Source data
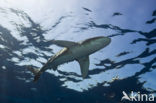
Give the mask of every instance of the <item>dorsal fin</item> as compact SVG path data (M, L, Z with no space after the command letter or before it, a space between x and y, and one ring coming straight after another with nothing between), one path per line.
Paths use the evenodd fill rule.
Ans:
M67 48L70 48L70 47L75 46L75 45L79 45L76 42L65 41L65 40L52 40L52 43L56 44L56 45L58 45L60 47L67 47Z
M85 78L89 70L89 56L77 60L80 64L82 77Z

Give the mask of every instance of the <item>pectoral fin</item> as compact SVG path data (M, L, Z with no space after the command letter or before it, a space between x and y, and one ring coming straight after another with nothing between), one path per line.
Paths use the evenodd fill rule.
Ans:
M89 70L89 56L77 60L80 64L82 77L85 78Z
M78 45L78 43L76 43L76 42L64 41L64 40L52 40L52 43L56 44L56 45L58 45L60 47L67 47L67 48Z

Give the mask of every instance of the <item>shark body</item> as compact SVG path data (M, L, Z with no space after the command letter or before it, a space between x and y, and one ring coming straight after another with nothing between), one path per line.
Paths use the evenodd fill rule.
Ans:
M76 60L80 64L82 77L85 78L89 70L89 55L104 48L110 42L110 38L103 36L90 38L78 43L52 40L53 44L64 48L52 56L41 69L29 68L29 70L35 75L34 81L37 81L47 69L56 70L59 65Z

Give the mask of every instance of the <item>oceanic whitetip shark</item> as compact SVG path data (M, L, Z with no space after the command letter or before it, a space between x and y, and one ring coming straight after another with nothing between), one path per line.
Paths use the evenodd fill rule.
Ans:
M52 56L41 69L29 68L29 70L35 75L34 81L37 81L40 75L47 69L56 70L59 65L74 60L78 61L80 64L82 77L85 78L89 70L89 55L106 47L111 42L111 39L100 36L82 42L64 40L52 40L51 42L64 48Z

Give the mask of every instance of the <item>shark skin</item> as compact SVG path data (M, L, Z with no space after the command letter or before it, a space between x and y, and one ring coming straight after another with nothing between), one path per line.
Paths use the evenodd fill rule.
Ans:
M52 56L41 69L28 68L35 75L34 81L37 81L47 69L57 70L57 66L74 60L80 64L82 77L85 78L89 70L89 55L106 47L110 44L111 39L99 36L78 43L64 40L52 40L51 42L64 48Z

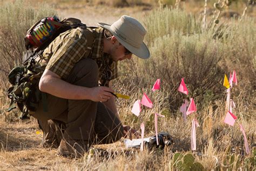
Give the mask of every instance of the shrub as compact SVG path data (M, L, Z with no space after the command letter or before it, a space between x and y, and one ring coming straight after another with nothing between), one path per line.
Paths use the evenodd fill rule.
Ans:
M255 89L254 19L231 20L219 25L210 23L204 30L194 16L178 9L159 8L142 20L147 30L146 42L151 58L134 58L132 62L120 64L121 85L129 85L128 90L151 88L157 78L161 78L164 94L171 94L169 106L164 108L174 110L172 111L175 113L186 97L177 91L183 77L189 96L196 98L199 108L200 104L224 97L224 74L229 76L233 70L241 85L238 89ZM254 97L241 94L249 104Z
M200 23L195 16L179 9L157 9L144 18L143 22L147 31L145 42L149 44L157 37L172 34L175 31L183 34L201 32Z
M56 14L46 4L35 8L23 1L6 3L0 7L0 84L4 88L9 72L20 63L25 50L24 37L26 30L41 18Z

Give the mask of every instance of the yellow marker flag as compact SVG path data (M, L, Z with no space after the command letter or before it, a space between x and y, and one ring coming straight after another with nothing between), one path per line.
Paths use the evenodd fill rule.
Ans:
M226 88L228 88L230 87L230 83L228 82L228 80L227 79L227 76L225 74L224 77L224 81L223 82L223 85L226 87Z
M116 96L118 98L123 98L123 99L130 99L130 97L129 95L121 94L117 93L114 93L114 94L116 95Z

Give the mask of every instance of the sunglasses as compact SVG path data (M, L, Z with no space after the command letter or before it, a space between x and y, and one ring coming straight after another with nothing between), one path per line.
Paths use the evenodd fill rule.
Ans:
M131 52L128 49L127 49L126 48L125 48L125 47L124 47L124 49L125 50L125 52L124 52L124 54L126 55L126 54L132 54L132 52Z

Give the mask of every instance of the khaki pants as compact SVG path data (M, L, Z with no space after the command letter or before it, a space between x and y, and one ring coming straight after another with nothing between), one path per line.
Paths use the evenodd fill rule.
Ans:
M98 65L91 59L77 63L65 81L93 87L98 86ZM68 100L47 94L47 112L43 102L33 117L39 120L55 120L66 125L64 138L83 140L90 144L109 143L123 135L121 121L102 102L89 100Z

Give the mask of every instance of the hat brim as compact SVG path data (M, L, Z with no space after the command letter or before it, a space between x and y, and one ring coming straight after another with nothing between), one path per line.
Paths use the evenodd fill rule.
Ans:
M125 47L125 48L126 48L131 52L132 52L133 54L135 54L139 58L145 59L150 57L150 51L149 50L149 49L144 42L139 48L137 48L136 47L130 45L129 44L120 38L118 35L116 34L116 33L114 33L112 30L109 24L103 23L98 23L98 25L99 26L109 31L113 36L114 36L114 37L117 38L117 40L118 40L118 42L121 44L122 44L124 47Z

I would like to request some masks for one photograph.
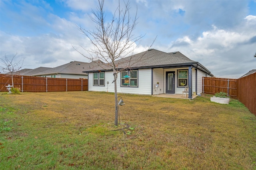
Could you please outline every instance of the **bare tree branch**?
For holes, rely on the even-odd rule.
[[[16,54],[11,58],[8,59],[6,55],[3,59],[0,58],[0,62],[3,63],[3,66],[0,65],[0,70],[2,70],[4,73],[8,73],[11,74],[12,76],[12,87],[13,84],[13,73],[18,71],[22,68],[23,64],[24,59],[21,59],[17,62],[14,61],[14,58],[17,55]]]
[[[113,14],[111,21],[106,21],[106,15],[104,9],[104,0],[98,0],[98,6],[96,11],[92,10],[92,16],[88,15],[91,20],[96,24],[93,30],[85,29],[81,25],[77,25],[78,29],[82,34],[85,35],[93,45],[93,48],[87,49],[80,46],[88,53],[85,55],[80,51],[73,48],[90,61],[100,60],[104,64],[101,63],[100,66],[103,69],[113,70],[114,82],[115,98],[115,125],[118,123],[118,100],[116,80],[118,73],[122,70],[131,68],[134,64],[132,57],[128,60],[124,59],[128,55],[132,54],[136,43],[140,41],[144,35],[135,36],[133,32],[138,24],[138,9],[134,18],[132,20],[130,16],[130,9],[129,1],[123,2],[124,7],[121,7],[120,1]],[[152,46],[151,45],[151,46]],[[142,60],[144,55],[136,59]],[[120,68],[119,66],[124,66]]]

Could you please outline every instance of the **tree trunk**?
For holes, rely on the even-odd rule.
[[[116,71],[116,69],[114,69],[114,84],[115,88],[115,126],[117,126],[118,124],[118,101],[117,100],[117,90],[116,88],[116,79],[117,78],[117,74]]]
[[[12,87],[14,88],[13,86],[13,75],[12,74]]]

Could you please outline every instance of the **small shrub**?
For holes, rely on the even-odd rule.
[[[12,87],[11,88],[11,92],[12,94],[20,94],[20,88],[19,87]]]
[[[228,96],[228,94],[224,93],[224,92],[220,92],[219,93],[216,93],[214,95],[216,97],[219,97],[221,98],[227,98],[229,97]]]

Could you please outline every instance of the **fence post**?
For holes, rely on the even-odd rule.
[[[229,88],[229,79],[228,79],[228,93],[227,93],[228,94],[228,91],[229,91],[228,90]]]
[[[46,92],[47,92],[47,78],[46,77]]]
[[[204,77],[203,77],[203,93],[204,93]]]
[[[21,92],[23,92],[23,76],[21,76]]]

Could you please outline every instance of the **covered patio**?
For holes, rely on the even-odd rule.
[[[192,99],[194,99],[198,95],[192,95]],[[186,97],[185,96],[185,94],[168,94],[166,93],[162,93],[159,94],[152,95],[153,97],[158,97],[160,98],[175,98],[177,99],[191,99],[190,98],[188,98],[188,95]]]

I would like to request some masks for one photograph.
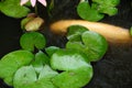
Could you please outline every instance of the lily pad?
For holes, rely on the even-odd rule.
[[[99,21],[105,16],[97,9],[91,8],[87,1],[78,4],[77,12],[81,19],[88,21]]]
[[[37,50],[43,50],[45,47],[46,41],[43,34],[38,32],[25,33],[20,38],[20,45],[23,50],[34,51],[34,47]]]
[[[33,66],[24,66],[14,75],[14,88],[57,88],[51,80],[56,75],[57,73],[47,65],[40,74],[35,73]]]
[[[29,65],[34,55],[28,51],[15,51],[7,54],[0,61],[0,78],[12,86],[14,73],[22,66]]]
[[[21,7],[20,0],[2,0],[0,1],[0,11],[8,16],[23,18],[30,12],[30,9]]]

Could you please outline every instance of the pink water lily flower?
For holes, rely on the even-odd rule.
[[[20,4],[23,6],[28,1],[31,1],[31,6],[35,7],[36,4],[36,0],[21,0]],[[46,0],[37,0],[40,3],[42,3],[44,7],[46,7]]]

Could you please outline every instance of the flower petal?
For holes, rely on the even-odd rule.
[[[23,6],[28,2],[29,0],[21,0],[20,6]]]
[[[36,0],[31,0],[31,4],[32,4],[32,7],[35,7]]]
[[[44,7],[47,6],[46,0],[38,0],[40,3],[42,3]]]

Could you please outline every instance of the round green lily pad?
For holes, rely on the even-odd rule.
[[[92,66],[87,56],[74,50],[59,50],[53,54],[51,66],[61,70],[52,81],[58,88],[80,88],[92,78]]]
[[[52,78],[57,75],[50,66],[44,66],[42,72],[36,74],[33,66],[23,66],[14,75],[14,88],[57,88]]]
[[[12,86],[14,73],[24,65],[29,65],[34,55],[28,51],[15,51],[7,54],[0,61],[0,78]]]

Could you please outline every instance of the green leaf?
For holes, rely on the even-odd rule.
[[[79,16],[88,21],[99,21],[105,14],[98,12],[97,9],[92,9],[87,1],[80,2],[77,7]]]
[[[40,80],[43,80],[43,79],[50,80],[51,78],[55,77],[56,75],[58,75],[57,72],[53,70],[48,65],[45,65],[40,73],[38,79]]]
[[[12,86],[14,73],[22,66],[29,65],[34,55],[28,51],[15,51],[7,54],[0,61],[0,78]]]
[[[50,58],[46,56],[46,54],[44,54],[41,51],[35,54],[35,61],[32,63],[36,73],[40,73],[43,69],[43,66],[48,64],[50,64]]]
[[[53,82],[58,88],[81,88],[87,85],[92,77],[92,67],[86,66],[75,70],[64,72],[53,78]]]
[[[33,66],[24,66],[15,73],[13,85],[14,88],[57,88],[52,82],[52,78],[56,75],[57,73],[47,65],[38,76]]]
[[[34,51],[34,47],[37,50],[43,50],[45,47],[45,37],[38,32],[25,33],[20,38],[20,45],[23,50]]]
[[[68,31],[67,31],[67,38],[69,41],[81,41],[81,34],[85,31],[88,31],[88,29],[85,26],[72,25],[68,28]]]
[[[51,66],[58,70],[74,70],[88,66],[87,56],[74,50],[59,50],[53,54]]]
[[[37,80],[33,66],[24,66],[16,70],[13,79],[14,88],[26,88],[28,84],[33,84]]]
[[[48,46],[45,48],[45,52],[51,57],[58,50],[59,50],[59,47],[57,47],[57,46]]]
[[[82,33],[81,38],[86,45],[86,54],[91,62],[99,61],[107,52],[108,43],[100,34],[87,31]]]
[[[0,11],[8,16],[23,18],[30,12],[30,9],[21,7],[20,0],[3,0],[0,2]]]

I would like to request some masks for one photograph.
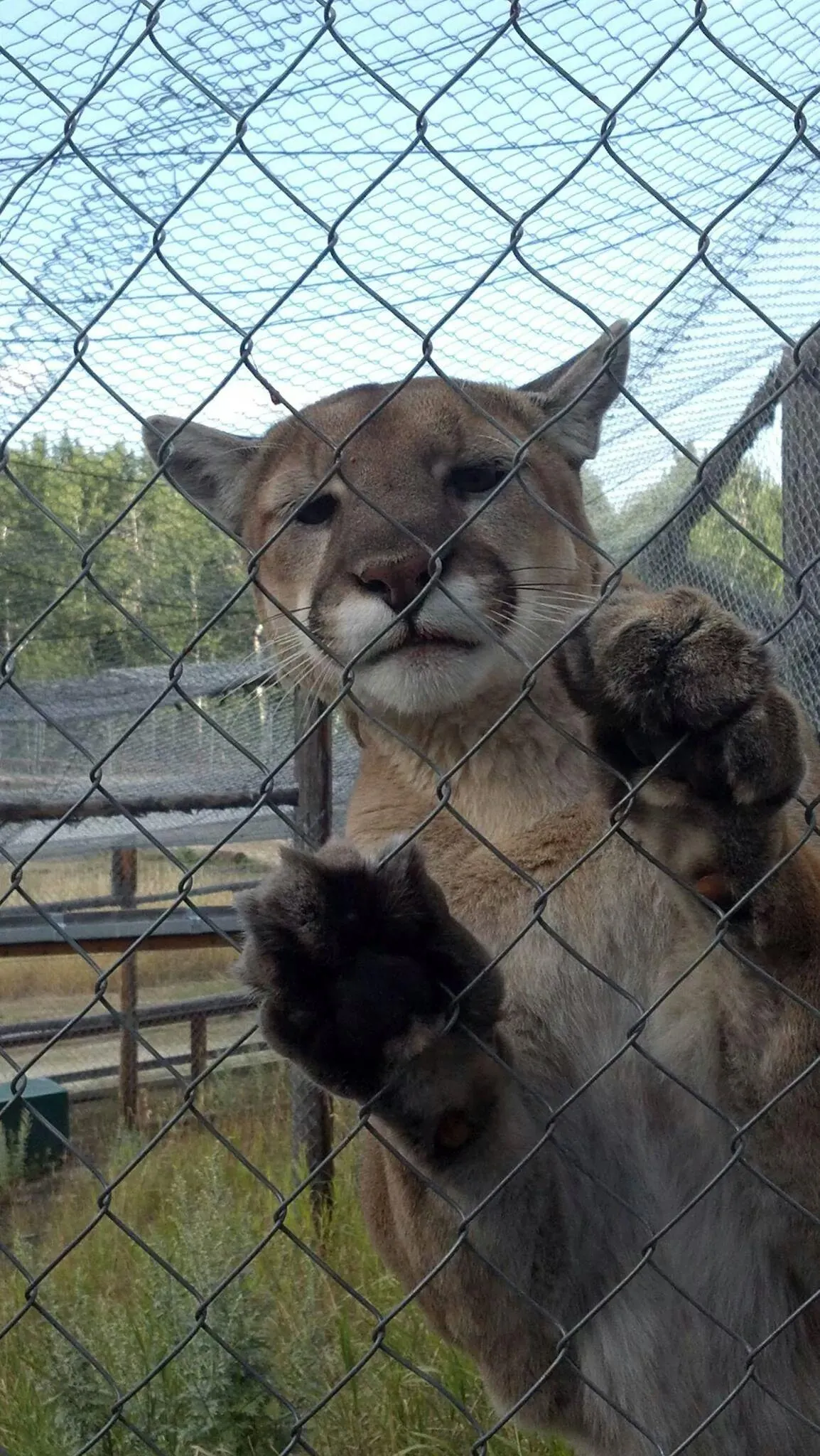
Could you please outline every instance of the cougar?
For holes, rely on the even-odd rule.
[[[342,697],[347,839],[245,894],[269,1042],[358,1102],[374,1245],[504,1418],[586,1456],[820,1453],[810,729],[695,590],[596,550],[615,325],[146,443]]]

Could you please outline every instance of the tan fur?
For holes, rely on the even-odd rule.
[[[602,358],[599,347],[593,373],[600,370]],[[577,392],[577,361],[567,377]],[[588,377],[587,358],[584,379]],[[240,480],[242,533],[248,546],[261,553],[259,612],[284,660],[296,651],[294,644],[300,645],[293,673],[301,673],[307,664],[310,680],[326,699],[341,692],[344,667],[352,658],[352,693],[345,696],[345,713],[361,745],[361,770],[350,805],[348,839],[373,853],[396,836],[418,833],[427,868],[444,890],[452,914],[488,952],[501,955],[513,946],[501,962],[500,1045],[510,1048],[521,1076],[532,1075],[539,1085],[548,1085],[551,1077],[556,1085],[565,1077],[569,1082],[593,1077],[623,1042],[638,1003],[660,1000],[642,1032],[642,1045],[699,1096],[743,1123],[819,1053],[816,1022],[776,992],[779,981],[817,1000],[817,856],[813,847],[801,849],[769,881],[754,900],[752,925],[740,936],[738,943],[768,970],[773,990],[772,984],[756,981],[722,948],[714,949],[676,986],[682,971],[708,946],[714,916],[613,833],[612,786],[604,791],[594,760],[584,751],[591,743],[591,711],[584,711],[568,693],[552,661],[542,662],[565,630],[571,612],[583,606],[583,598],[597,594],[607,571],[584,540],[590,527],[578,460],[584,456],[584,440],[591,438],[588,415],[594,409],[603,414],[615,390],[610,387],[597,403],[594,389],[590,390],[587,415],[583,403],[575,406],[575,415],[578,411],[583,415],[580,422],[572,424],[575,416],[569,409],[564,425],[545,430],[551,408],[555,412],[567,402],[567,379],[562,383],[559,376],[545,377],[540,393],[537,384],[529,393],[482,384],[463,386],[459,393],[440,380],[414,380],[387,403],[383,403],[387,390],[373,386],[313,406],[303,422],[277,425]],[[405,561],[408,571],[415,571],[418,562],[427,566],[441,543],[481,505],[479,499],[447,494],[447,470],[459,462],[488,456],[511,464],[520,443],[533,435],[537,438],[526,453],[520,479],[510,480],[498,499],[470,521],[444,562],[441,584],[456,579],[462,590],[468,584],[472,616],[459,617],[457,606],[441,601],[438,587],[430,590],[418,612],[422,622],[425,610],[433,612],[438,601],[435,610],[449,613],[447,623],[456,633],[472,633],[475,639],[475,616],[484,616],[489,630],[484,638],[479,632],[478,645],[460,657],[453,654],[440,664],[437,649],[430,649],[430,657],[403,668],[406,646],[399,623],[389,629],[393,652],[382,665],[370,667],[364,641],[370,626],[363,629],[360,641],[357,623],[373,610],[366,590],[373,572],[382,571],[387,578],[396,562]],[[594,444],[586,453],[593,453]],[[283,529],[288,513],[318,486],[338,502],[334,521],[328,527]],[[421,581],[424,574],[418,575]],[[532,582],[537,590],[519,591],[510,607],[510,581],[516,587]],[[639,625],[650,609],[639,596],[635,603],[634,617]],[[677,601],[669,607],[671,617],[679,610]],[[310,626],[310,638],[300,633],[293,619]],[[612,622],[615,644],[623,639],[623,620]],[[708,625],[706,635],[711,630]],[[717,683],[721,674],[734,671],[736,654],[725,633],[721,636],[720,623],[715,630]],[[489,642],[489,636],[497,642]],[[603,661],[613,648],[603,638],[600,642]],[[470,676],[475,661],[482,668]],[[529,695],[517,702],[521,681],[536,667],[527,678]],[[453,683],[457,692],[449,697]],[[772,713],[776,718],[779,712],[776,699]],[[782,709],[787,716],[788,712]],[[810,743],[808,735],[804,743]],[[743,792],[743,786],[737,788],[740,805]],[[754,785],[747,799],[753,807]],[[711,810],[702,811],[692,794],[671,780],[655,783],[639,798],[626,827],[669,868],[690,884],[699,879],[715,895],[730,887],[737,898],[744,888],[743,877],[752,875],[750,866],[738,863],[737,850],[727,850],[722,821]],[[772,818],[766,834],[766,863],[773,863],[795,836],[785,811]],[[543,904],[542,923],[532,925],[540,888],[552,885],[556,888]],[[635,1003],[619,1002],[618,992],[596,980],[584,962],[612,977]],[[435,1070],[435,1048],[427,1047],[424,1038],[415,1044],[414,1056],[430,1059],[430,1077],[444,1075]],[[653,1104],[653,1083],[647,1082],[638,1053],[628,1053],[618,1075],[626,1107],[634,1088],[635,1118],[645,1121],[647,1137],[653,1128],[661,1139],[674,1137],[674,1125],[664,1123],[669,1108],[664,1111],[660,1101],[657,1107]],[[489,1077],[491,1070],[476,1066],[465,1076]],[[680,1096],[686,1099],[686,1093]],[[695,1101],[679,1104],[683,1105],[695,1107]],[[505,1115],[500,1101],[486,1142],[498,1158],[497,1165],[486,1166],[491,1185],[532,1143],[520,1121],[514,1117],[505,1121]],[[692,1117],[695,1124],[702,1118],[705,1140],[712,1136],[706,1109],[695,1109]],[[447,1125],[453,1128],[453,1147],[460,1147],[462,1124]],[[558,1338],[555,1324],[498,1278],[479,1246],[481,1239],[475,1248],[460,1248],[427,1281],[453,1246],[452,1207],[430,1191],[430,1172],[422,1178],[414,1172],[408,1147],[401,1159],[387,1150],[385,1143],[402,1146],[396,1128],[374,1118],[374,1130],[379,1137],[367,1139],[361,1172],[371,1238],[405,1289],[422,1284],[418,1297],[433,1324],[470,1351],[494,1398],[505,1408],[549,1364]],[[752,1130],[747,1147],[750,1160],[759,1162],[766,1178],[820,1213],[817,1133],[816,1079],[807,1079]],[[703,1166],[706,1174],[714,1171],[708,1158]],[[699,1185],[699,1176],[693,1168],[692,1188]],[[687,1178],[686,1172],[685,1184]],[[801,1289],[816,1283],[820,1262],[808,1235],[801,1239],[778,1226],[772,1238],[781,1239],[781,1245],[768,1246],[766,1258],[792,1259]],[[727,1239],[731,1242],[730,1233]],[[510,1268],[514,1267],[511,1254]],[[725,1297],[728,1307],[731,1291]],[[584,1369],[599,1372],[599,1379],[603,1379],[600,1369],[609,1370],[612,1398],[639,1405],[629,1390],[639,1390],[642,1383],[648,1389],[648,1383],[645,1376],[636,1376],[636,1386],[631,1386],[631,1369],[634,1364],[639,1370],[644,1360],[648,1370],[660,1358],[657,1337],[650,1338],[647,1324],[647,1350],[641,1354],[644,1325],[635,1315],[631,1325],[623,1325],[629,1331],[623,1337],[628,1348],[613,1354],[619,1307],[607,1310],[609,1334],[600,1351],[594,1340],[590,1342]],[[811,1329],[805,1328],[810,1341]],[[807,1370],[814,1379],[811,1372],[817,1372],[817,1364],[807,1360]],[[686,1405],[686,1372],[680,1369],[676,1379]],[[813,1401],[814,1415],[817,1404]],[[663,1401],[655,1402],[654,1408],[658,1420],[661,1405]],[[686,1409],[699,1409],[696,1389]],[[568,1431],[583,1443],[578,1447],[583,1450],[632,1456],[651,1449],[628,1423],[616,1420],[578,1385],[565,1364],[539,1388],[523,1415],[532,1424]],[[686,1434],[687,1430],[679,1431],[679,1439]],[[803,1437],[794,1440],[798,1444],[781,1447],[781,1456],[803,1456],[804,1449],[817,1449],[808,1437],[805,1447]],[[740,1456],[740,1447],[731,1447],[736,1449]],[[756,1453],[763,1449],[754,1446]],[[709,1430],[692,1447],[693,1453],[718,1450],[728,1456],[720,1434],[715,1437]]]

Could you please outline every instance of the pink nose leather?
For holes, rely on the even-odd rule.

Given instruction: Can you output the lines of the source data exactly as they appear, beginning at the line that contains "Give the mask of every instance of the <item>shark skin</item>" and stopping after the line that contains "M52 56L41 69L28"?

Solution below:
Give the mask of every instance of the <item>shark skin</item> as compact SVG path data (M, L, Z with no space after the command letter or before it, a space between x and y, and one ring coming straight after another with nothing between), one path per line.
Paths use the evenodd fill rule.
Ans:
M52 56L41 69L28 68L35 75L34 81L37 81L47 69L57 70L57 66L74 60L80 64L82 77L85 78L89 70L89 55L106 47L110 44L111 39L99 36L78 43L64 40L52 40L51 42L64 48Z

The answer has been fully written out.